Exactly as written and without the pictures, output the entries below.
(Provided information Opens)
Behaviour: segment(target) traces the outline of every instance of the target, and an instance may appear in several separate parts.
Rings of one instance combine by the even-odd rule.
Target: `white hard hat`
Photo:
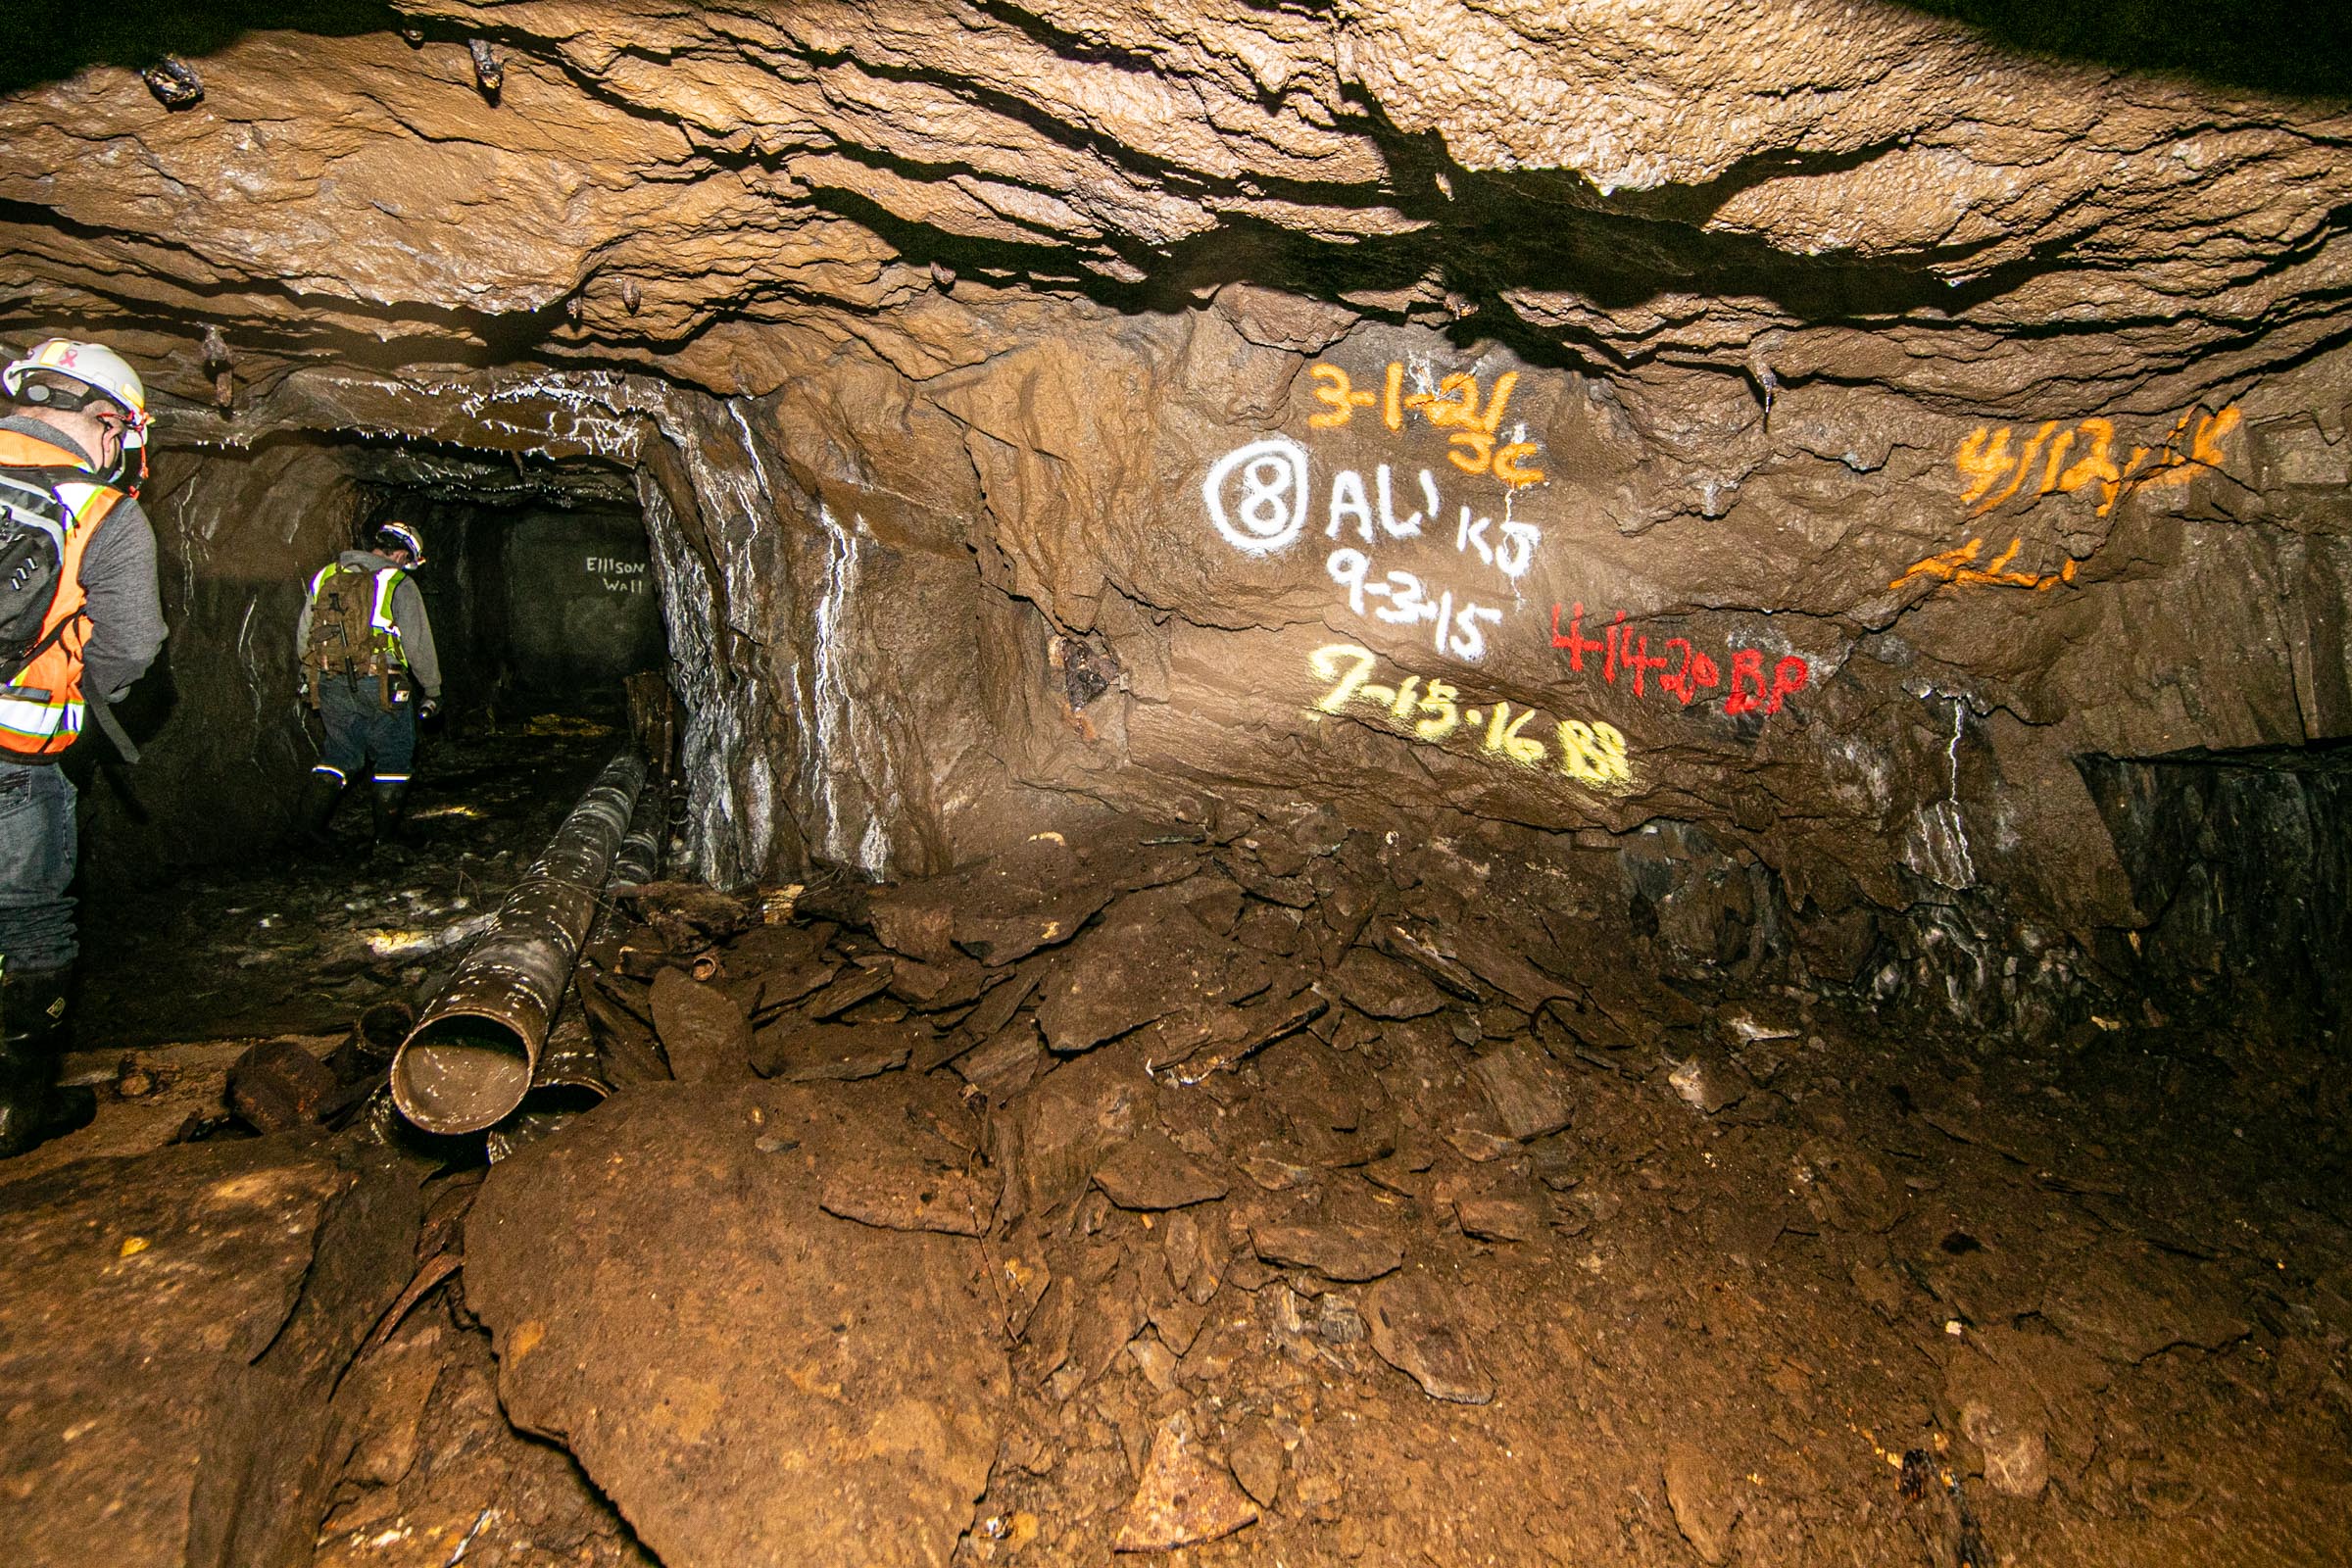
[[[409,564],[424,564],[424,540],[405,522],[379,522],[375,526],[375,547],[378,550],[406,550]]]
[[[41,388],[37,384],[24,388],[24,381],[34,372],[44,370],[104,393],[130,416],[134,435],[146,430],[146,385],[139,380],[139,372],[105,344],[77,343],[69,337],[53,337],[36,344],[30,354],[0,370],[0,391],[12,398],[24,396],[38,403]],[[20,388],[24,390],[20,392]]]

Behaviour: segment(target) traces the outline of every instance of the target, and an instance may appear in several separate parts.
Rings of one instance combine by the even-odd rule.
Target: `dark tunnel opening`
[[[448,707],[495,727],[540,711],[618,711],[621,683],[667,658],[645,519],[601,498],[515,500],[387,488],[369,521],[414,521]]]
[[[625,683],[669,679],[634,474],[297,433],[161,454],[145,502],[172,636],[121,705],[143,755],[130,767],[82,748],[69,763],[96,824],[75,885],[91,1037],[313,1028],[387,984],[430,989],[623,743]],[[409,577],[439,710],[414,727],[397,821],[379,814],[371,753],[324,842],[306,841],[306,792],[330,758],[299,690],[297,615],[321,567],[394,521],[426,551]],[[397,676],[383,693],[404,687],[425,695]]]

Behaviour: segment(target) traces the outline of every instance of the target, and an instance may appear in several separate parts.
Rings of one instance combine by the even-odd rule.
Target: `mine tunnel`
[[[31,15],[12,1563],[2352,1560],[2333,13]]]

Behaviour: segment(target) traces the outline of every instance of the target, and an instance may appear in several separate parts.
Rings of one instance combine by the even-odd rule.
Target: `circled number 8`
[[[1237,476],[1240,494],[1229,511],[1226,482]],[[1306,526],[1306,448],[1288,436],[1236,447],[1208,470],[1200,501],[1234,549],[1249,556],[1280,550]]]

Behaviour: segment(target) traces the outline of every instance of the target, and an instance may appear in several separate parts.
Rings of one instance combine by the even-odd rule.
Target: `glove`
[[[423,702],[416,705],[416,721],[421,724],[439,711],[441,711],[441,699],[438,697],[427,697]]]

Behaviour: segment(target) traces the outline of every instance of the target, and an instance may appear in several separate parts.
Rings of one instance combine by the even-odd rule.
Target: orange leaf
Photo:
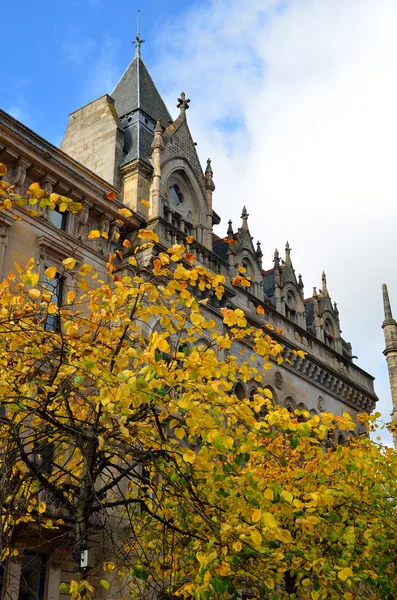
[[[99,237],[101,237],[101,232],[98,231],[98,229],[92,229],[92,231],[90,231],[90,233],[88,234],[87,237],[89,240],[93,240],[94,238],[99,238]]]
[[[106,198],[107,198],[108,200],[116,200],[116,194],[115,194],[114,192],[108,192],[108,193],[106,194]]]
[[[194,237],[192,235],[187,235],[186,241],[188,244],[192,244],[194,242]]]
[[[232,240],[229,237],[223,238],[223,241],[226,242],[226,244],[229,244],[229,246],[235,246],[237,244],[236,240]]]
[[[7,167],[4,163],[0,162],[0,177],[4,177],[7,174]]]
[[[37,181],[30,184],[29,191],[37,190],[37,189],[40,189],[40,184]]]
[[[263,306],[261,306],[260,304],[258,304],[258,306],[256,307],[256,312],[258,313],[258,315],[264,315],[265,314],[265,309],[263,308]]]
[[[143,240],[153,240],[154,242],[159,241],[159,236],[151,229],[140,229],[138,237]]]
[[[131,242],[130,242],[130,240],[124,240],[123,246],[124,246],[124,248],[131,248]]]
[[[190,252],[187,252],[186,260],[189,264],[192,265],[194,263],[194,261],[196,260],[196,257],[194,256],[194,254],[190,254]]]
[[[141,200],[141,203],[143,204],[143,206],[147,206],[148,208],[150,208],[149,200]]]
(Provided information Closes)
Solution for this exercise:
Behaviour: segment(target) traces the outline of every instance of the target, and an instance may appear in several separate parts.
Rings of one instance combine by the even-odd rule.
Target: `white hard hat`
Photo:
[[[409,564],[424,564],[424,540],[405,522],[379,522],[375,526],[375,547],[378,550],[406,550]]]
[[[41,388],[37,384],[24,388],[24,381],[34,372],[44,370],[104,393],[130,416],[134,435],[146,430],[146,385],[139,380],[139,372],[105,344],[77,343],[69,337],[53,337],[36,344],[30,354],[0,370],[0,391],[12,398],[24,396],[38,403]],[[20,388],[24,390],[20,392]]]

Behaviour: segment(target) traces the outline of every instance of the target, and an instance may appear in several separate parts.
Rings of one instance combine by the even-odd rule.
Target: `dark tunnel opening`
[[[448,707],[495,727],[540,711],[618,711],[621,683],[667,658],[645,519],[601,498],[515,500],[387,488],[369,521],[414,521]]]
[[[625,683],[669,679],[634,474],[297,433],[161,454],[145,502],[172,636],[121,705],[143,755],[130,767],[82,748],[69,763],[96,824],[75,885],[91,1037],[313,1028],[387,984],[430,989],[623,743]],[[409,577],[439,710],[414,727],[397,821],[379,814],[371,753],[324,842],[306,841],[306,792],[330,758],[299,690],[297,615],[321,567],[394,521],[426,551]],[[397,676],[383,693],[404,687],[425,695]]]

Behaviour: segment(target) traces the outline of every instance of the target, and an instance may appear in several separate parts.
Rings of one instance combine by the even-odd rule.
Target: `mine tunnel`
[[[31,15],[12,1563],[2352,1560],[2333,13]]]

Behaviour: segment(target) traces the outline of every instance of the target, and an instance may appear in several separate parts.
Rings of one instance combine by the even-odd rule.
Target: `circled number 8`
[[[1237,476],[1240,494],[1229,511],[1226,482]],[[1306,526],[1306,448],[1288,436],[1236,447],[1208,470],[1200,501],[1234,549],[1249,556],[1280,550]]]

Behaviour: segment(target) traces the outline of every instance of the target, and an instance may appear in several separate parts.
Rings of one instance combine by the even-odd rule.
Target: `glove`
[[[423,702],[416,705],[416,721],[421,724],[439,711],[441,711],[441,699],[438,697],[427,697]]]

Behaviour: segment(target) traces the outline of every instance of the target, and an instance may appear in several separate parts.
Rings of one instance combine by the even-odd rule.
Target: orange leaf
Photo:
[[[99,237],[101,237],[101,232],[98,231],[98,229],[92,229],[92,231],[90,231],[90,233],[88,234],[87,237],[89,240],[93,240],[94,238],[99,238]]]
[[[106,198],[107,198],[108,200],[116,200],[116,194],[115,194],[114,192],[108,192],[108,193],[106,194]]]
[[[194,237],[192,235],[187,235],[186,241],[188,244],[192,244],[194,242]]]
[[[232,240],[229,237],[223,238],[223,241],[226,242],[226,244],[229,244],[229,246],[235,246],[237,244],[236,240]]]
[[[7,167],[4,163],[0,162],[0,177],[4,177],[7,174]]]
[[[37,181],[30,184],[29,191],[37,190],[37,189],[40,189],[40,184]]]
[[[263,306],[261,306],[260,304],[258,304],[258,306],[256,307],[256,312],[258,313],[258,315],[264,315],[265,314],[265,309],[263,308]]]
[[[143,240],[153,240],[154,242],[159,241],[159,236],[151,229],[140,229],[138,237]]]
[[[131,242],[130,242],[130,240],[124,240],[123,246],[124,246],[124,248],[131,248]]]
[[[190,252],[187,252],[186,260],[189,264],[192,265],[194,263],[194,261],[196,260],[196,257],[194,256],[194,254],[190,254]]]
[[[141,200],[141,203],[143,204],[143,206],[147,206],[148,208],[150,208],[149,200]]]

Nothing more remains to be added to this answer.